Ainsi, dans la mentalité israélienne, le Palestinien va passer de l’état d’une homme qu’on a le droit de réduire à rien pour accomplir sa propre humanité, à celui d’un élément constitutif de l’existence israélienne, un sujet nécessaire, dominé, que l'Israélien peut utiliser quand il veut, comme il veut.
Qui donc donne en effet à la mosaïque israélienne son unité, sinon la volonté unanime de la victoire sur un fantôme en train de se matérialiser, sinon la nécessité d’être unis face à la peur d’une défaite ? Tout se passe comme si le Palestinien, qu’il soit absent ou présent, était l’essence même de l’existence de l’Israélien. A condition, bien sûr, que ce Palestinien respecte le rôle qu’on lui a assigné. Plus on nie son existence, plus on reconnaît le poids de celle-ci. Et plus au contraire l’Israélien tend à reconnaître cette existence, plus il met en péril la sienne propre. Comme si l’Israélien avait besoin de convoquer le Palestinien selon l’image de son choix pour rester israélien.

> **Consignes de l'exercice**
1 > Indiquez si chacune des affirmations (a), (b) et (c) concorde avec le texte fourni en répondant par oui ou par non, puis citez à l'identique les mots du texte qui le prouvent. (a) Plus on nie l'existence du Palestinien, moins on reconnaît son poids. (b) La peur d'une défaite est présentée comme un facteur d'unité pour les Israéliens. (c) Le Palestinien n'est l'essence de l'existence de l'Israélien que lorsqu'il est présent.
2 > Recopiez mot pour mot le passage du texte fourni qui va de « Qui donc donne » jusqu'à « pour rester israélien. ».
3 > Selon le texte fourni, à quelle condition le Palestinien est-il l'essence même de l'existence de l'Israélien ?
Ce matériel n'a aucun lien avec le texte fourni.

> **Bloc de données**
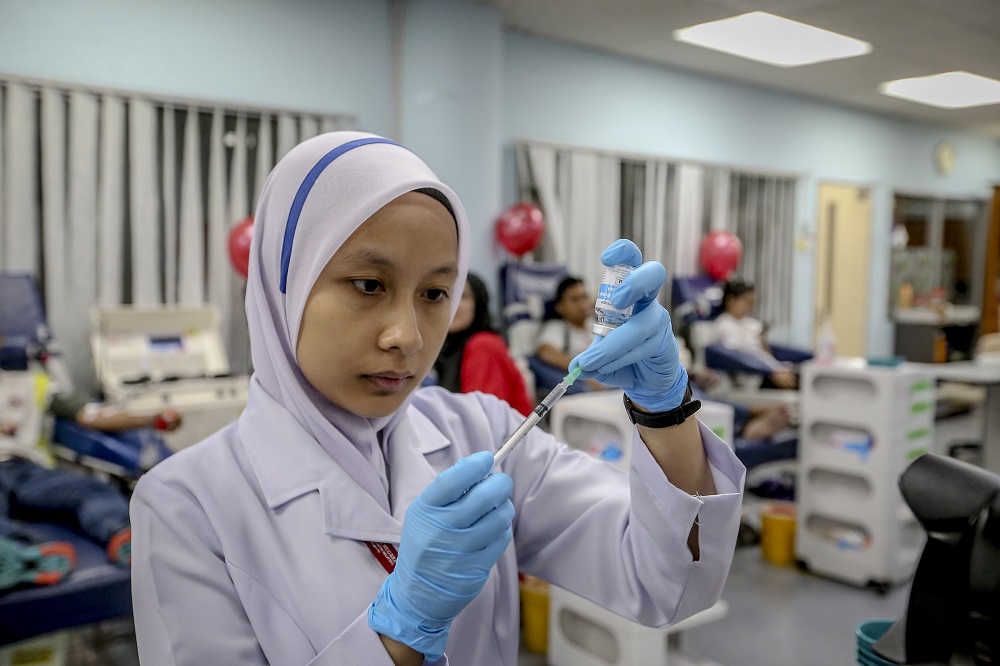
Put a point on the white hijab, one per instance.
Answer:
(314, 199)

> **Corrigé de l'exercice**
1 >
(a) Non : « Plus on nie son existence, plus on reconnaît le poids de celle-ci. »
(b) Oui : « sinon la nécessité d’être unis face à la peur d’une défaite ».
(c) Non : « qu’il soit absent ou présent, était l’essence même de l’existence de l’Israélien ».

2 >
Qui donc donne en effet à la mosaïque israélienne son unité, sinon la volonté unanime de la victoire sur un fantôme en train de se matérialiser, sinon la nécessité d’être unis face à la peur d’une défaite ? Tout se passe comme si le Palestinien, qu’il soit absent ou présent, était l’essence même de l’existence de l’Israélien. A condition, bien sûr, que ce Palestinien respecte le rôle qu’on lui a assigné. Plus on nie son existence, plus on reconnaît le poids de celle-ci. Et plus au contraire l’Israélien tend à reconnaître cette existence, plus il met en péril la sienne propre. Comme si l’Israélien avait besoin de convoquer le Palestinien selon l’image de son choix pour rester israélien.

3 > À condition que ce Palestinien respecte le rôle qu'on lui a assigné.